(REQUIRED TASK):
Rewrite the records starting at the line that contains "Note to the class: indicate the small" and ending at the end of the records, putting "gray van" in place of "white van" and keeping everything else the same.

(EXERCISE DATA):
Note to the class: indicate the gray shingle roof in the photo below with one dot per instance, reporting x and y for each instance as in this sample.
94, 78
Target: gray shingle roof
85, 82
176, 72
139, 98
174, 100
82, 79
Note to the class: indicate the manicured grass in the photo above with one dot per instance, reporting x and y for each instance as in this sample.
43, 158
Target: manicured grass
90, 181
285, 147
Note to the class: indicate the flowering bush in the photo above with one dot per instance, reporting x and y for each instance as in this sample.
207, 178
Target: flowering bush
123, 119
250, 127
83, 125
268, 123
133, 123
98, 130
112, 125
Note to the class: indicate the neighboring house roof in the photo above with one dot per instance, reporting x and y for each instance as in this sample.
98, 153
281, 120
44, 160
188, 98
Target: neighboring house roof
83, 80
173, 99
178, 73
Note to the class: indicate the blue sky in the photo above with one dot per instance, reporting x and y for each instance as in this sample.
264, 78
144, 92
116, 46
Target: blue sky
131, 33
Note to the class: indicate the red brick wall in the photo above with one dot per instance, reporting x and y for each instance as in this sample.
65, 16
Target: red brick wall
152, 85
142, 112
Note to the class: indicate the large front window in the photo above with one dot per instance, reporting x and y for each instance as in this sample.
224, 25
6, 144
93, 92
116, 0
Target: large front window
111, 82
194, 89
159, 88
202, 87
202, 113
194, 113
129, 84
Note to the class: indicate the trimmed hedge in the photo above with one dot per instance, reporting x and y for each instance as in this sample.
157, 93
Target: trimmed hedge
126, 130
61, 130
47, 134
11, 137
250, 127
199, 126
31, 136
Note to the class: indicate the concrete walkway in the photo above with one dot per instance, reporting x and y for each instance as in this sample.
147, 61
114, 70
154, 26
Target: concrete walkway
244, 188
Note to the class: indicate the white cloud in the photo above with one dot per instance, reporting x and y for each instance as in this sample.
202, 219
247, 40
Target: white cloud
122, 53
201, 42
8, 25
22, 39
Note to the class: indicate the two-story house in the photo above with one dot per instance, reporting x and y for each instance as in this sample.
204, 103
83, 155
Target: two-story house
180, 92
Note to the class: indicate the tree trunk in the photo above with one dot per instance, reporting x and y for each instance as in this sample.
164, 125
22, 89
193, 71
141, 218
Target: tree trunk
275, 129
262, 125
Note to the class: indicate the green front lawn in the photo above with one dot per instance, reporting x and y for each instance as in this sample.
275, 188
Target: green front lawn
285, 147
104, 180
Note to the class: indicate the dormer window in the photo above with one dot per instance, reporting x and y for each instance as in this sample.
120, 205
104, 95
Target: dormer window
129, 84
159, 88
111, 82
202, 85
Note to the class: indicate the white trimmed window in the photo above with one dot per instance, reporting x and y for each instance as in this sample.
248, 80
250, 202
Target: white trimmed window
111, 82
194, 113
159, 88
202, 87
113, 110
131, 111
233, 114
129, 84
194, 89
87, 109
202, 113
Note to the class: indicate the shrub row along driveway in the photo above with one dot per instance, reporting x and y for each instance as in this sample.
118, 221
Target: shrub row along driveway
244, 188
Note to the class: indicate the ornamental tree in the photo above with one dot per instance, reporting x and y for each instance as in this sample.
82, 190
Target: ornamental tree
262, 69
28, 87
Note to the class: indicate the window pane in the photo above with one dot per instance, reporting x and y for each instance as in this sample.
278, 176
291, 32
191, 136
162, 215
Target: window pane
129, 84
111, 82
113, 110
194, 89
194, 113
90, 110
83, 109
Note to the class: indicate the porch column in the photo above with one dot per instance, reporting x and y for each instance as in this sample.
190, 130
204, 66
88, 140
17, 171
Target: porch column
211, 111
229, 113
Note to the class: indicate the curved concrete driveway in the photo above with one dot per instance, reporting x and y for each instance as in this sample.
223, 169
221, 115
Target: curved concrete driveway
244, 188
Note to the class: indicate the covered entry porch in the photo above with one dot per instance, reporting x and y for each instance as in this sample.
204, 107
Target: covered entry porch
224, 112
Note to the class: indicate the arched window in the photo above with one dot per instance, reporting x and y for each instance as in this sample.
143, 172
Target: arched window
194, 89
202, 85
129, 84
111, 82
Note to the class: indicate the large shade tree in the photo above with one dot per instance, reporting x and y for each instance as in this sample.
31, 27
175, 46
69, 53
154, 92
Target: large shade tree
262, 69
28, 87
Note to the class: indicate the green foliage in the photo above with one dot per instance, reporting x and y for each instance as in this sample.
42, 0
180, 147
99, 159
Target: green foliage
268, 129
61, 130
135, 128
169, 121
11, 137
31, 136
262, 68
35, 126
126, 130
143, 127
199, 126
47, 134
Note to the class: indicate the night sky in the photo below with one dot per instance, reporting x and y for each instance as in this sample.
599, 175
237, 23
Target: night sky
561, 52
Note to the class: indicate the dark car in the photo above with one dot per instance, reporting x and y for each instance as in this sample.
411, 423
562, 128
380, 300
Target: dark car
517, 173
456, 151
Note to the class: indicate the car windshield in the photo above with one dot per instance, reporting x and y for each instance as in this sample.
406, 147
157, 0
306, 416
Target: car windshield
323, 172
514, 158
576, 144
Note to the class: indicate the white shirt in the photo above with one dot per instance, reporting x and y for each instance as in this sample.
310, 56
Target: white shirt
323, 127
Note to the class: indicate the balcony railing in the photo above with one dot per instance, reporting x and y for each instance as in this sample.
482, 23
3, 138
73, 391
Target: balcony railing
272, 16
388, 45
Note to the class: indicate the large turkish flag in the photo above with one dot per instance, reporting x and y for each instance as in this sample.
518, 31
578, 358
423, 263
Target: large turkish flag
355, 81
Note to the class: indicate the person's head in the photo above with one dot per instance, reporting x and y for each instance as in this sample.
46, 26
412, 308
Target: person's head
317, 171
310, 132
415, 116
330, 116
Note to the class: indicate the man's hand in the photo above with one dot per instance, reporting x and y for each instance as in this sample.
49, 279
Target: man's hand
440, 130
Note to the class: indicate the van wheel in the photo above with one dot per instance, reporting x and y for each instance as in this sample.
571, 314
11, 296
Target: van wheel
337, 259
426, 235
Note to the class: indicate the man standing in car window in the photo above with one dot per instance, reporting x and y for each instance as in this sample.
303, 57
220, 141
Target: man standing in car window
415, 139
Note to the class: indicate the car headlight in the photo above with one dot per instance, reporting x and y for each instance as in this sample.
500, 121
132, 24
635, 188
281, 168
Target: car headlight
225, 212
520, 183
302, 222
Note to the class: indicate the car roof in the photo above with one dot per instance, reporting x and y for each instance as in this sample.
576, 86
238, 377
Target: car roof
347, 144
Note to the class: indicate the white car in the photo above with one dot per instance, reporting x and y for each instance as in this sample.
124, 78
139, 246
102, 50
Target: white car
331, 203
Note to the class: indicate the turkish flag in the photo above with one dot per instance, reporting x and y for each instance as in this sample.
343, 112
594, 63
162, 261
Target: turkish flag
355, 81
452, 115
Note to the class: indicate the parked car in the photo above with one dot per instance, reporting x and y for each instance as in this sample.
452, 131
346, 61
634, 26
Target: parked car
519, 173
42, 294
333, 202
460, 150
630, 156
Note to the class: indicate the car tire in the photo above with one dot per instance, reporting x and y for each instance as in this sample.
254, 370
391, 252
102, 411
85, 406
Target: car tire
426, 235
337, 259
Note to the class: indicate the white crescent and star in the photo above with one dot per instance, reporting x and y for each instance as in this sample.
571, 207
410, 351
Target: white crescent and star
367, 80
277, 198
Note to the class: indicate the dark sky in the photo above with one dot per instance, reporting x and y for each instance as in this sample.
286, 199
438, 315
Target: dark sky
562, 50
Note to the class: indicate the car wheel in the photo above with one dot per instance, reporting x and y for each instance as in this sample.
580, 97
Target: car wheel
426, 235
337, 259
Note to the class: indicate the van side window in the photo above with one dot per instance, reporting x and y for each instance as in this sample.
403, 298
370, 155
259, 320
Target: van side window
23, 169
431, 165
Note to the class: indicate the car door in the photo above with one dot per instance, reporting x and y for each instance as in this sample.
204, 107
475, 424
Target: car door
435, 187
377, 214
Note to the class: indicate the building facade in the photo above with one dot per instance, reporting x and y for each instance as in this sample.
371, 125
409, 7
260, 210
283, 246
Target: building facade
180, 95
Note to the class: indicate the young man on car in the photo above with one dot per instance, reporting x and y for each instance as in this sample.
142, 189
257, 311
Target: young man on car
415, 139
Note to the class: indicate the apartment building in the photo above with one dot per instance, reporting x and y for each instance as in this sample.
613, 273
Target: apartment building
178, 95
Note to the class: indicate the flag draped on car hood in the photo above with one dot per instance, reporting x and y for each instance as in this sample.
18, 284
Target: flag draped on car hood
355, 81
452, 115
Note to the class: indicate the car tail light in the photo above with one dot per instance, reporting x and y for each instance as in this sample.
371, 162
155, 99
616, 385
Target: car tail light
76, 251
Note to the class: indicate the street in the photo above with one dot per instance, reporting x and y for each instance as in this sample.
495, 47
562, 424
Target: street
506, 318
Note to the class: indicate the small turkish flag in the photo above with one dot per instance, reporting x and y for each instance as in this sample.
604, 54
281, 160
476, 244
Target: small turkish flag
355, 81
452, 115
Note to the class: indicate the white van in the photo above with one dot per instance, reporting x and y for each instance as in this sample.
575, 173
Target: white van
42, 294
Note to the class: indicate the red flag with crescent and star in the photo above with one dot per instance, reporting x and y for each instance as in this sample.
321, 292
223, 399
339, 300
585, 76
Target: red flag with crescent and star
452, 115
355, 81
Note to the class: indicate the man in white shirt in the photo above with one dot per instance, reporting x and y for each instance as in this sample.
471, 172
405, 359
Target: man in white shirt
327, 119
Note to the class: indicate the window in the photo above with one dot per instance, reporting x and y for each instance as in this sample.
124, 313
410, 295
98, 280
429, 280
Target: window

(ANSWER):
Note to the class: indicate the small turkish flag in the photo above with one dot per instance, reporting x and y for each instance as in this sample.
604, 54
281, 160
476, 244
Target: small turkish flag
355, 81
452, 115
Note to the class: indicate the gray van in the photo above with one dot per instance, reporting x and y for each instance as in this sample.
575, 173
Target: gray van
42, 294
Note to the class: indicate the red flag with crescent and star in the photo above with one dot per instance, reporting x and y for each instance as in this sample.
321, 292
223, 399
339, 300
585, 76
Target: red flag with crescent and star
452, 115
355, 81
Note to the class: indicate the man in white shirt in the photo above with one dot per instance, reporting x and y for each instance as in this sample.
471, 172
405, 359
Target: man in white shirt
327, 119
Note to the class: indicate the window in the photo above with one dot per instance, reporting x and y for each instance as in this sample.
124, 313
410, 295
98, 280
429, 280
Target: window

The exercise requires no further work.